→ Текст для чтения:
Другим любопытным обстоятельством стал приход сотрудников центра «Э» накануне пикета алтайского регионального отделения «Другой России» в поддержку Новороссии, запланированный на следующий день, субботу, 16 августа. И в ходе обыска у Сергея Панарина, одного из заявителей пикета, изъяли флаги, растяжку, листовки — все, что товарищи-другороссы решили оставить у него. Но любопытна реакция на срыв пикета у тех, кто якобы на Алтае ночами не спит, думает, как зловредный «майдан» не допустить, да скрытых бандеровцев отыскать,
Во время допроса, заскочил в кабинет следователя другой сотрудник центра — смотритель за всякими оппозиционными акциями.
— Будет завтра пикет-то? — не моргнув глазом спросил он у Панарина.
— Видимо, нет — хмуро ответил тот. — Листовки, флаги изъяты — идти не с чем…
— Ну вот и хорошо — расплылся в довольной улыбке тот. И с этим «вот и хорошо» захлопнул дверь.
Вряд ли правоохранитель был таким уж откровенным противником акций за Новороссию — подозреваю, ему просто лениво было тратить субботний выходной на два часа наблюдения за непонятными ему (и явно не экстремистами) людьми, а потом еще час — на составление отчета. Служебного выхлопа от такой работы не предвидится в силу ее будничности, и отмена акции означала для него, видимо, полноценный отдых.
Спустя пару месяцев следствия выяснилось, что печально известную 282-ю статью УК РФ, по которой было возбуждено дело, Панарину «приклеить» не получится — ибо истек трехлетний срок со дня того самого перепоста пресловутого эссе.
Удивительно, почему этот нюанс следователь не взял во внимание сразу, когда возбуждал дело. Или ему просто была команда «прижать» нацбола?
Как бы то ни было, а уголовное дело против барнаульского архитектора закрывать и не думали. Его просто переквалифицировали на более жесткую статью — 205.2 УК РФ — «оправдание терроризма». То есть, сработала логика — «был бы человек, а статью сыщем».
Несмотря на очевидный абсурд обвинения — то самое эссе вообще никаких призывов к насилию не содержало, а лишь намекало на его возможность в хитро завуалированной форме. И обо всем этом было выдано заключение эксперта-лингвиста с многолетним стажем Т.Чернышовой, которая обоснованно заметила на суде, что жанр «эссе вообще не предполагает призывов к чему-либо».

→ Извлечённые данные:
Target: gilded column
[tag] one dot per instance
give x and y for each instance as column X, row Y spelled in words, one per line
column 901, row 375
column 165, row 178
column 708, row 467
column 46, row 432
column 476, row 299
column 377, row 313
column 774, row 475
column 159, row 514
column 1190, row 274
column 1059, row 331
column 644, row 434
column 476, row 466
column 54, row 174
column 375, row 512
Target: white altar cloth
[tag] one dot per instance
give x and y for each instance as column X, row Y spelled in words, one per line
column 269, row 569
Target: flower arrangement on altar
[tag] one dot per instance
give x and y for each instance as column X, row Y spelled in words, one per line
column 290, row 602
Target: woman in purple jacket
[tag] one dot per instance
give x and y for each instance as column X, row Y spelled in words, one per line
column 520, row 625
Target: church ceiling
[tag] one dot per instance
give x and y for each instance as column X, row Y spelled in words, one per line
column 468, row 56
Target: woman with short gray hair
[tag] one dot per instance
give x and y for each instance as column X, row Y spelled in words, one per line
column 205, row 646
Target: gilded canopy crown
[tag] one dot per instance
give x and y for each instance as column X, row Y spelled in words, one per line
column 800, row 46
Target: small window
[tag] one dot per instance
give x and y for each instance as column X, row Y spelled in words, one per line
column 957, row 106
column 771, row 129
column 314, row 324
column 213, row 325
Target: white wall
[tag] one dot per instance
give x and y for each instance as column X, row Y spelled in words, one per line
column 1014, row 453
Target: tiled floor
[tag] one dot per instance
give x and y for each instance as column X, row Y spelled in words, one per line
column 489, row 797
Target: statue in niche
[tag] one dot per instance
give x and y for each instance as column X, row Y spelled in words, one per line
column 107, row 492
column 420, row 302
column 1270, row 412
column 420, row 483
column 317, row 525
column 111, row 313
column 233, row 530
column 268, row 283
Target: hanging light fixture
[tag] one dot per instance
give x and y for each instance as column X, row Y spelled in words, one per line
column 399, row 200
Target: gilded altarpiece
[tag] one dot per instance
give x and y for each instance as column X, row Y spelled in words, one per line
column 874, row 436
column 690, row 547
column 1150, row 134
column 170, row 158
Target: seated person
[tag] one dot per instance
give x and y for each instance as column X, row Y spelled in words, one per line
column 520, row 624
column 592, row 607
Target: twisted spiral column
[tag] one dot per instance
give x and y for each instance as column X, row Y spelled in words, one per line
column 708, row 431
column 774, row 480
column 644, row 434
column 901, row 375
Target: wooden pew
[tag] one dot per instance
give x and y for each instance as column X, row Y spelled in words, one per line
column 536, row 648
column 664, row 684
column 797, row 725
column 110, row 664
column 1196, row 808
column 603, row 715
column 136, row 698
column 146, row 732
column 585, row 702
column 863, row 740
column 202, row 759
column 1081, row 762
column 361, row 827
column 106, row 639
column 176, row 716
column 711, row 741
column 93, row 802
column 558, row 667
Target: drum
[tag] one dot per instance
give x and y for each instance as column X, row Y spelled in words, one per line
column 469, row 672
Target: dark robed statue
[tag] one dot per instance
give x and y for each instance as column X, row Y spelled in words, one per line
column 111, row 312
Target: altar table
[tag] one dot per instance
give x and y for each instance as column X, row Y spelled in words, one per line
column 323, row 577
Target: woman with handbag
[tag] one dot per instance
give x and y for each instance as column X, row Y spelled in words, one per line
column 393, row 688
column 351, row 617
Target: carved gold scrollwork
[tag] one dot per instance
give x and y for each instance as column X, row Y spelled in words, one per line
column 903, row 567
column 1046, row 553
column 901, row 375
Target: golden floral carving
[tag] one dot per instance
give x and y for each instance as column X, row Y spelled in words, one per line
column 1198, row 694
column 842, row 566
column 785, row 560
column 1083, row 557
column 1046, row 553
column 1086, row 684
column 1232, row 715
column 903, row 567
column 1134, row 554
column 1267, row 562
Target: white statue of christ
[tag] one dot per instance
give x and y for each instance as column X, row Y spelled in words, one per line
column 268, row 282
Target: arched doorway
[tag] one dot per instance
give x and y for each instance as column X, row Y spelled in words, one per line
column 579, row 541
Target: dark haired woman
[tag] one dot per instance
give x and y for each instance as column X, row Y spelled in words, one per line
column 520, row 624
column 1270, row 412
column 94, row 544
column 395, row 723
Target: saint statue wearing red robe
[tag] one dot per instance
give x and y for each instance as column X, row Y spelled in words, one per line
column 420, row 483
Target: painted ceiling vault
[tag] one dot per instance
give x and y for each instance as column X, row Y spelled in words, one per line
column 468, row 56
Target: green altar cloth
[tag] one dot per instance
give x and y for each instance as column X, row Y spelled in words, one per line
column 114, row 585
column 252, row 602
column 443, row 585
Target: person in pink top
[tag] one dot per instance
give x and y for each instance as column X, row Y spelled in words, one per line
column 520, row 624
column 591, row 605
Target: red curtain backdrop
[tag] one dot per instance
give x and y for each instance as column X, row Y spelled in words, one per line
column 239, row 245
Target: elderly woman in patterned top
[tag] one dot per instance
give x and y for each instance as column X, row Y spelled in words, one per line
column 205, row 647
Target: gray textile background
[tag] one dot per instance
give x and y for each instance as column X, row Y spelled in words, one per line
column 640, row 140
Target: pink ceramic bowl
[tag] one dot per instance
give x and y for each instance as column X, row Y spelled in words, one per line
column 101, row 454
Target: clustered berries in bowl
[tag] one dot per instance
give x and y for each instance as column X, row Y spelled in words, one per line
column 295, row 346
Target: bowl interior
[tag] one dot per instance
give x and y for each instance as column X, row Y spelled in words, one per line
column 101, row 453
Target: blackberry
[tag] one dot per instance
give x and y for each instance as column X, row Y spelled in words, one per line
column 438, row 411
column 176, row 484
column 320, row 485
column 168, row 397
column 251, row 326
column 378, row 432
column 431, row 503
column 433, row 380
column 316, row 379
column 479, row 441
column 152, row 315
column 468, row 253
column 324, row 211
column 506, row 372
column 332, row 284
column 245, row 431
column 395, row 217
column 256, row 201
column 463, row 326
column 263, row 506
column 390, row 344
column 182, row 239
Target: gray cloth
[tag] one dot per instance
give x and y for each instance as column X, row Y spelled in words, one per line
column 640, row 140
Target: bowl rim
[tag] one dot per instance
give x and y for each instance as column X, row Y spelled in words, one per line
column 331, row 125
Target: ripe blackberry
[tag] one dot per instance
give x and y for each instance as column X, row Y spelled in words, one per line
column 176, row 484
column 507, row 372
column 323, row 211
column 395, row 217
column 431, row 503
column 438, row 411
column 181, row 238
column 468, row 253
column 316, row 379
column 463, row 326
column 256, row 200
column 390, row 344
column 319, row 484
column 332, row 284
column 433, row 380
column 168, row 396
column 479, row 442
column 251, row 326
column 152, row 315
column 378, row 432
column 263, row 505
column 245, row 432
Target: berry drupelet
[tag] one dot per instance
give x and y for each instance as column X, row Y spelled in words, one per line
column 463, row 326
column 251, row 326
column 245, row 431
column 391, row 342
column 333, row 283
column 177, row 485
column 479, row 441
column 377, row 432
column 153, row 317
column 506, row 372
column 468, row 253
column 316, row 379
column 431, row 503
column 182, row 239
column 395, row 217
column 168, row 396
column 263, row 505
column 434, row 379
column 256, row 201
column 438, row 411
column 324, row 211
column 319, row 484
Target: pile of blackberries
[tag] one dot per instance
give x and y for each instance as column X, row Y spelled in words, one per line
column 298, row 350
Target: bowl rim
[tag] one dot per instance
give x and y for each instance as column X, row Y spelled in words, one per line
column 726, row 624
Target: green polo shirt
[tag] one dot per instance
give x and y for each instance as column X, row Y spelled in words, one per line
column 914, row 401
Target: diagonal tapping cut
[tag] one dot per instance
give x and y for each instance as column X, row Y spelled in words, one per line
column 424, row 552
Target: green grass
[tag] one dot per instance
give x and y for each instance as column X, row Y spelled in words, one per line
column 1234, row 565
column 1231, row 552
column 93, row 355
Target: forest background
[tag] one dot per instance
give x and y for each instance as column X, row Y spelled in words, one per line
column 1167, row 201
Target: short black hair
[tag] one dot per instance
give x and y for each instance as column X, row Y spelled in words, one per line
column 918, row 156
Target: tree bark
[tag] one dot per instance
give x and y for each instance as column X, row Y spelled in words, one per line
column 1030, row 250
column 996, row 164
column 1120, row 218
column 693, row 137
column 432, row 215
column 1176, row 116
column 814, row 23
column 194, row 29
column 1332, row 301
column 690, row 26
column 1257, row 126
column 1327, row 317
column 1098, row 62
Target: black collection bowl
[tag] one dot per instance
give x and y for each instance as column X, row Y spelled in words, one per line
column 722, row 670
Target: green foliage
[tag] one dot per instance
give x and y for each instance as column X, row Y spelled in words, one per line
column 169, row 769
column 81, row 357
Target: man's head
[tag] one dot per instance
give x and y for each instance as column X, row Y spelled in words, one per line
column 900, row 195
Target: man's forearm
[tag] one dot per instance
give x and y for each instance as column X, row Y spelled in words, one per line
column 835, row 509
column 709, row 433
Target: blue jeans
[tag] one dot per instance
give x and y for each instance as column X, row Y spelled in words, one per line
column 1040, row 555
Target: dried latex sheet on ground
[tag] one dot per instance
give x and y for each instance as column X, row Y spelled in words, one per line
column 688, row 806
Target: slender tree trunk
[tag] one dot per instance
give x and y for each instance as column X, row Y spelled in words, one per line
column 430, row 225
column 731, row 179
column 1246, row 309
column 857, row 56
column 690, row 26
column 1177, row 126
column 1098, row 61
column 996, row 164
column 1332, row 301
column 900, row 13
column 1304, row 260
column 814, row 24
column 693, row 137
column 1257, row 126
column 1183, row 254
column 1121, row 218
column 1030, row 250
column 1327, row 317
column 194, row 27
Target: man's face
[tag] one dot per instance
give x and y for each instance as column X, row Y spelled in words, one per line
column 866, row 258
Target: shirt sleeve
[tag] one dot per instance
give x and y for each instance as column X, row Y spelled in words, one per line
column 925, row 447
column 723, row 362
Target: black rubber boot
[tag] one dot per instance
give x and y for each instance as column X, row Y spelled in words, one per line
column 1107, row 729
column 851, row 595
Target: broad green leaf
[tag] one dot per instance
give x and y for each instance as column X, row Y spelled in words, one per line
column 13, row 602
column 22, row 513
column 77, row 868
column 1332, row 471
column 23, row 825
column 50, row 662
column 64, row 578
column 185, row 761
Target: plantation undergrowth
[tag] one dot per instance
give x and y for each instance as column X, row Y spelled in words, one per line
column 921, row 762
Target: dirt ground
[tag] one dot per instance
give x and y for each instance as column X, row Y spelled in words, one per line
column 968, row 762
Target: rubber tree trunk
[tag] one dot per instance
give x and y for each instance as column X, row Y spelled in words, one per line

→ Задание: Процитируйте дословно отрывок из текста о деле Панарина между словами «Другим любопытным обстоятельством» и «он у Панарина.», включая их самих. Материал здесь не понадобится.

→ Ответ:
Другим любопытным обстоятельством стал приход сотрудников центра «Э» накануне пикета алтайского регионального отделения «Другой России» в поддержку Новороссии, запланированный на следующий день, субботу, 16 августа. И в ходе обыска у Сергея Панарина, одного из заявителей пикета, изъяли флаги, растяжку, листовки — все, что товарищи-другороссы решили оставить у него. Но любопытна реакция на срыв пикета у тех, кто якобы на Алтае ночами не спит, думает, как зловредный «майдан» не допустить, да скрытых бандеровцев отыскать,
Во время допроса, заскочил в кабинет следователя другой сотрудник центра — смотритель за всякими оппозиционными акциями.
— Будет завтра пикет-то? — не моргнув глазом спросил он у Панарина.